_EXERCISES TO COMPLETE_
1: Summarize the turbo decoder text in two sentences.
2: According to the turbo decoder text, how does the RSC encoder in WiMAX terminate the trellis?

_READING TEXT_
** BEGIN **
Recently, there are a large growing emergence and demand for an inexpensive and ubiquitous broadband wireless network. Thus, Long Term Evolution (LTE) and WiMAX standards become prevalent for the broadband wireless network. Meanwhile, fourth generation (4G) cellular wireless communication, the term referred to International Mobile Telecommunications-Advanced (IMT-Advanced) [5] , is emerging in high-end broadband wireless devices. Nowadays the 4G compliant versions of LTE and WiMAX are LTE Advanced (LTE-A) and WirelessMAN-Advanced (WiMAX-2), respectively. To achieve a smooth migration for different applications, a CTC decoder that works across the dual IMT-Advanced compliant standards is necessary. Hence, the goal of this work is to design a CTC decoder that can be used in high-mobility 4G communications. The features of the CTC decoder design are & to achieve the high-throughput requirement targeting at the specifications of LTE-A and WiMAX-2 standards shown in Table 1 , & to achieve parallel decoding for SB-CTC and DB-CTC schemes based on LTE-A and WiMAX-2 standards, & to design a parallel and reconfigurable interleaver based on the computational similarity of LTE-A and WiMAX-2 standards, and & to achieve area-efficient and memory-efficient CTC decoder design for the LTE-A and WiMAX-2 standards.
In this paper, circular parallel maximum a-posteriori probability algorithm (MAP) decoding is introduced to reduce decoding latency and hardware cost. The circular parallel MAP decoding results in numbers of circular MAP decoding according to its parallelism with a small coding gain loss. Meanwhile, the collision-free vectorizable dual-standard parallel interleaver based on the almost regular permutation (ARP) structure and the quadratic polynomial permutation (QPP) structure is proposed to enhance hardware utilization of the interleaver. Then, the available parallelism of the collision-free CTC decoding is achieved for the LTE-A and WiMAX-2 standards. In order to increase the hardware usage of the CTC decoder, two area-efficient extrinsic buffer designs are described for the dual-standard CTC decoder. Using UMC 90 nm CMOS technology, the proposed CTC decoder chip for WiMAX-2 and LTE-A systems has been fabricated in a core size of 3.38 mm 2 . The throughput rate of 186.1 Mbps can be maximally measured at 152 MHz with power consumption of 148.1 mW. This paper is organized as follows. In Section 2, the fundamentals of turbo codes for WiMAX-based standard and LTEbased standard are revisited. Section 3 describes the architecture design of the proposed CTC decoder for the dual standards. Section 4 presents the experimental results and comparison of the proposed CTC decoder for the LTE-A/WiMAX-2 standards. Finally, Section 5 concludes this paper.
Reviews of Turbo Codes
Background reviews of the CTCs of WiMAX-based standard and LTE-based standard are demonstrated in this section.
Turbo Codec
The encoder and decoder of CTC are shown in Fig. 1 . The encoder consists of two identical recursive systematic convolutional (RSC) encoders, which are connected in parallel by an interleaver. The RSC encoder produces systematic symbol (u s ) and parity symbol (u p ) to the channel. The information stream is reordered by the interleaver and then enters the second RSC encoder. The RSC encoders of SB-CTC encodes 1 bit per time while the RSC encoders of DB-CTC encodes 2 bits per time. The RSC encoders of LTE (SB-CTC) and WiMAX (DB-CTC) standards are shown in Fig. 2 . For the trellis termination, the RSC encoder in LTE uses a few redundant bits to terminate the trellis path. However, the RSC encoder in WiMAX adopts two-phase circular encoding [3] where the final trellis state can be the same to initial trellis state.
** END **
_MATERIAL_
** BEGIN **
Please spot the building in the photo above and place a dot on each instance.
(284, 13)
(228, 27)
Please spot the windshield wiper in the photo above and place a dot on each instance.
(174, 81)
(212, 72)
** END **
_THE SOLUTIONS_
1: The work designs a CTC decoder for high-mobility 4G communications that covers both the LTE-A and WiMAX-2 standards, using circular parallel MAP decoding, a collision-free dual-standard parallel interleaver, and area-efficient extrinsic buffers. Fabricated in UMC 90 nm CMOS with a 3.38 mm² core, the chip reaches a maximum measured throughput of 186.1 Mbps at 152 MHz with 148.1 mW of power consumption.

2: It uses two-phase circular encoding, in which the final trellis state can be the same as the initial trellis state.